(Excerpted data)

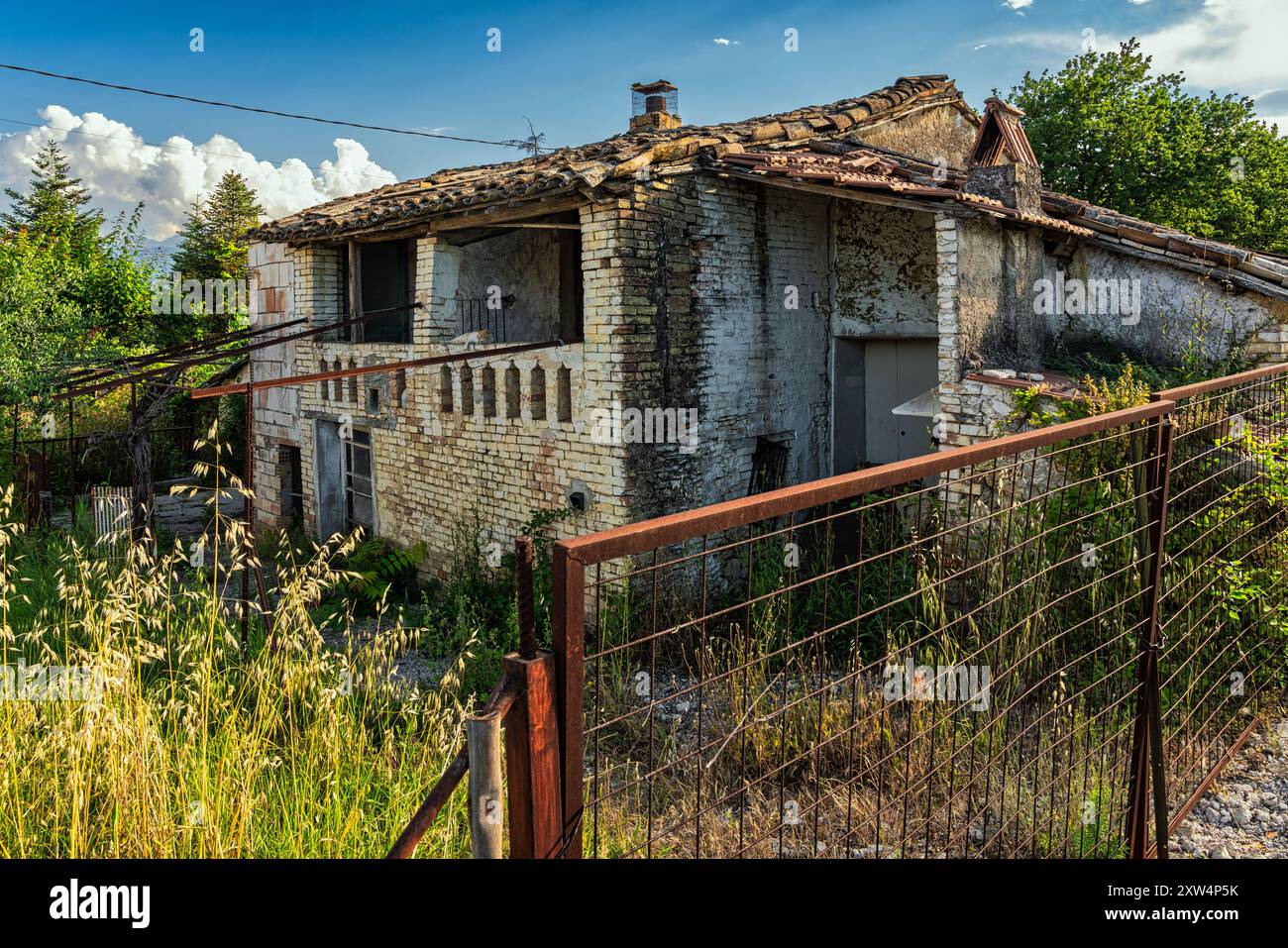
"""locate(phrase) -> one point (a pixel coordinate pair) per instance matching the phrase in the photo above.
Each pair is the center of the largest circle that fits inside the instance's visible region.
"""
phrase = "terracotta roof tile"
(585, 166)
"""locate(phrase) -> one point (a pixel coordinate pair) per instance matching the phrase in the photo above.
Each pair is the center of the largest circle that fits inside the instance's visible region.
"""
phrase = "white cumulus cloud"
(120, 168)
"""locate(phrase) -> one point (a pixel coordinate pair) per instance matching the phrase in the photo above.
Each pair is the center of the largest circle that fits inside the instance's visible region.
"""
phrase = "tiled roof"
(1263, 273)
(901, 175)
(589, 165)
(789, 146)
(864, 168)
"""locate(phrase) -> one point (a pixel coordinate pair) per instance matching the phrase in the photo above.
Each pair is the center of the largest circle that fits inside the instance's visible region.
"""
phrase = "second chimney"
(655, 106)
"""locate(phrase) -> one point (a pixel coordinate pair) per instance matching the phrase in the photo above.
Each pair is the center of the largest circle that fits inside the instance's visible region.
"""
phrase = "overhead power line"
(181, 149)
(506, 143)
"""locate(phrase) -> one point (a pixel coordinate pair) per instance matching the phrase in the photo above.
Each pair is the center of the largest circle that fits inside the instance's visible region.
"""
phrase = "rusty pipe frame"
(648, 535)
(94, 389)
(1229, 381)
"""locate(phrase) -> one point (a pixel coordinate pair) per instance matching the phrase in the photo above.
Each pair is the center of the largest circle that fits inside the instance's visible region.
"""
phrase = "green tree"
(1111, 132)
(55, 204)
(213, 244)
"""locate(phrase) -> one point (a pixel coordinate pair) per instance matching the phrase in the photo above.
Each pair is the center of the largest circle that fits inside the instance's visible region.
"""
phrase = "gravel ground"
(1244, 815)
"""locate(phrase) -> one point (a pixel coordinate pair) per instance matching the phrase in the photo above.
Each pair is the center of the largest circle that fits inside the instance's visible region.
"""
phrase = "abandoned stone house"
(784, 299)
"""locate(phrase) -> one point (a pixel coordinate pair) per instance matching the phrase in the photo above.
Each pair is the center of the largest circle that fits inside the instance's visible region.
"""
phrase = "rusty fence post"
(567, 618)
(532, 733)
(483, 738)
(1147, 767)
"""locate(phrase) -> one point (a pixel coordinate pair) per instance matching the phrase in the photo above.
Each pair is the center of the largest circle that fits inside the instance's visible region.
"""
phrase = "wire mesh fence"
(957, 656)
(1223, 612)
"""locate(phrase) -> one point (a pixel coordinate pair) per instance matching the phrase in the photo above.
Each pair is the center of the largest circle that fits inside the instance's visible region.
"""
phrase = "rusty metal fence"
(974, 653)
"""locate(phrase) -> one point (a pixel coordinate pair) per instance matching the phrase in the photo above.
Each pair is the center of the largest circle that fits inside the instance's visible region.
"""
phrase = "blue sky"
(567, 67)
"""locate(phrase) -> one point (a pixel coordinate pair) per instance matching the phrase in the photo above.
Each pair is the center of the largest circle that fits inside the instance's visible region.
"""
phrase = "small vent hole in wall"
(511, 391)
(565, 406)
(537, 382)
(445, 389)
(488, 391)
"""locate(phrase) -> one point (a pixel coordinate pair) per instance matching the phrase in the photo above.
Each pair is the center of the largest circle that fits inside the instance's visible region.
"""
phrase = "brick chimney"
(655, 106)
(1003, 163)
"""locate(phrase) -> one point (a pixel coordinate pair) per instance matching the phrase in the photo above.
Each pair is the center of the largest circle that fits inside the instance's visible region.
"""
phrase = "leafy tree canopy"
(1109, 130)
(71, 290)
(213, 244)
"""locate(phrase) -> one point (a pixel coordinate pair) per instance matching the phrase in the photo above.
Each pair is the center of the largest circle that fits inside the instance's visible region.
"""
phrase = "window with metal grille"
(360, 493)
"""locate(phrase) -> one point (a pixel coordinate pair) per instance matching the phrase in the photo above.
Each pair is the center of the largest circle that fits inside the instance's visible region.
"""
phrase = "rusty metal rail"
(1035, 646)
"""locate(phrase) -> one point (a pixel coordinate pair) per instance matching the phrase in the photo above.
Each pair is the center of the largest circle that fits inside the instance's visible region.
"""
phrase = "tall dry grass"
(194, 745)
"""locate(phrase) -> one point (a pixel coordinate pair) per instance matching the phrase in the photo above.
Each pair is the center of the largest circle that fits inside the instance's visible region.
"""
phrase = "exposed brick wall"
(726, 308)
(441, 474)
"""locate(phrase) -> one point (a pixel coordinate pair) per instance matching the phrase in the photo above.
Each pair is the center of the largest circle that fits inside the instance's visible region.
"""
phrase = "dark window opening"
(360, 496)
(445, 389)
(378, 277)
(537, 384)
(768, 466)
(571, 286)
(467, 390)
(292, 484)
(563, 394)
(488, 391)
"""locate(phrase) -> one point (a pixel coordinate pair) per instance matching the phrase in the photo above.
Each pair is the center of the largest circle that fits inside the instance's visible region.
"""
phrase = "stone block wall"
(277, 411)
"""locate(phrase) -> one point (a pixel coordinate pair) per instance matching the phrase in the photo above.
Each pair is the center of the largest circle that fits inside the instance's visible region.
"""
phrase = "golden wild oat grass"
(196, 746)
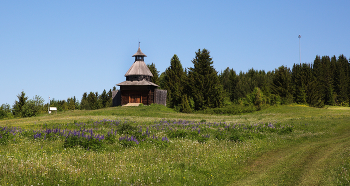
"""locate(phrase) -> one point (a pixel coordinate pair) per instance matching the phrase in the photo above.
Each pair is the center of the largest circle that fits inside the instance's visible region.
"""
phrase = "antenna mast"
(299, 49)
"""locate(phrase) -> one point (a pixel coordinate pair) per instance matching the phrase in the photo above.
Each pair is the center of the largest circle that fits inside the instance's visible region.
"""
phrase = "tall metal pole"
(299, 49)
(48, 106)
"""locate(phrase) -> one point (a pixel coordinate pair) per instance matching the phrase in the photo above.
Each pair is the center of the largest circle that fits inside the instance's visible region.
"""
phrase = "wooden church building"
(138, 87)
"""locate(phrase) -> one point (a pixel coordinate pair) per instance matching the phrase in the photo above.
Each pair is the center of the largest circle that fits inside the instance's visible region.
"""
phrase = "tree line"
(325, 81)
(25, 107)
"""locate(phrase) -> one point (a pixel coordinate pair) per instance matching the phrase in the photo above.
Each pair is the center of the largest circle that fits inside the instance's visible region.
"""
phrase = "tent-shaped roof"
(139, 53)
(139, 68)
(143, 82)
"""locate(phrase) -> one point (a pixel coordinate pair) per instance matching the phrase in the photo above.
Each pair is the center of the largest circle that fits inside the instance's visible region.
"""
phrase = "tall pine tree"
(206, 89)
(174, 82)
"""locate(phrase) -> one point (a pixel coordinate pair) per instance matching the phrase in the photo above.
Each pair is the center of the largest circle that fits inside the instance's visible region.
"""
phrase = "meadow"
(154, 145)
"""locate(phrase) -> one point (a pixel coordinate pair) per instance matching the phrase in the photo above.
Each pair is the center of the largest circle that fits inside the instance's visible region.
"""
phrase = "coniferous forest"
(201, 88)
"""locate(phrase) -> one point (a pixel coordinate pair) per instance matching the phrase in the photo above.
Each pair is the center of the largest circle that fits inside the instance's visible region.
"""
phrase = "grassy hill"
(285, 145)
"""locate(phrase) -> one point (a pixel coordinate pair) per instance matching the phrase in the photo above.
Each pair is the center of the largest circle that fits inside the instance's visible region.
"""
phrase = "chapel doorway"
(135, 98)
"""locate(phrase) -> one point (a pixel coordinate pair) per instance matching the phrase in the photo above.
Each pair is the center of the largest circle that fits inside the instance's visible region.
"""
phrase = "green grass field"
(285, 145)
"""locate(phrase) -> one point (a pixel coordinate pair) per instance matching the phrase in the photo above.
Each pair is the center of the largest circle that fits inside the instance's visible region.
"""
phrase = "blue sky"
(63, 48)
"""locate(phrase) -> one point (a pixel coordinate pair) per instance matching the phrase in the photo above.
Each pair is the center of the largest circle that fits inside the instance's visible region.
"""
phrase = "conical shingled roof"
(139, 68)
(139, 53)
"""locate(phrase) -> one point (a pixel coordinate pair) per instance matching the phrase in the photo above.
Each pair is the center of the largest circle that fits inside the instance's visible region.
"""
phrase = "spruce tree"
(174, 82)
(282, 84)
(155, 72)
(207, 91)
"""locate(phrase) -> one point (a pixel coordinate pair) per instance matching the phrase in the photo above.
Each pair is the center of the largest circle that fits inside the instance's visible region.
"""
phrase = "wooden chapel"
(138, 87)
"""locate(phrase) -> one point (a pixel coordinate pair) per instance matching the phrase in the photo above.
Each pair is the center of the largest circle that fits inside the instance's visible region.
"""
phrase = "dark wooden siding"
(146, 93)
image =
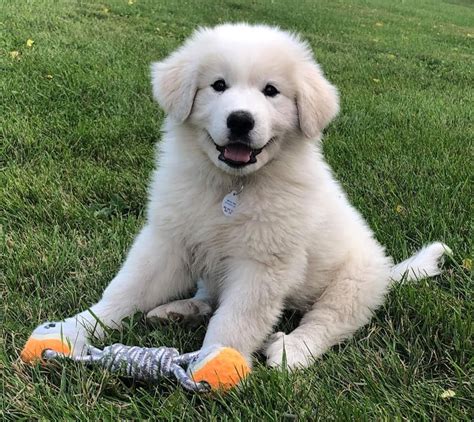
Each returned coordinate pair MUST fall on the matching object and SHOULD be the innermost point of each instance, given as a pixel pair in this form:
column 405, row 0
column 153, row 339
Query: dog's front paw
column 287, row 350
column 188, row 311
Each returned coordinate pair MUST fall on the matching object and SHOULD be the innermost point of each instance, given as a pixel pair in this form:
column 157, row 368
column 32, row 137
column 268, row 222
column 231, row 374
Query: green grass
column 76, row 153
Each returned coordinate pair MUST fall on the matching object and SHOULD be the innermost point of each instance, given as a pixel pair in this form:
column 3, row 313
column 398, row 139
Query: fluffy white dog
column 243, row 205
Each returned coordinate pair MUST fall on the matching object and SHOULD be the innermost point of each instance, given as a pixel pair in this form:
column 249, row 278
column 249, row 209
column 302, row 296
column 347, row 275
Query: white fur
column 294, row 242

(End Excerpted data)

Task brief: In the entries above, find the line holding "column 153, row 339" and the line holding "column 157, row 368"; print both of them and every line between, exactly, and nothing else.

Response to the task:
column 153, row 339
Query: dog's front paw
column 287, row 350
column 188, row 311
Each returned coordinate pair MUST fall on the matching object and SHOULD be the innermost point of each instance, given as a pixel pair in this form:
column 157, row 368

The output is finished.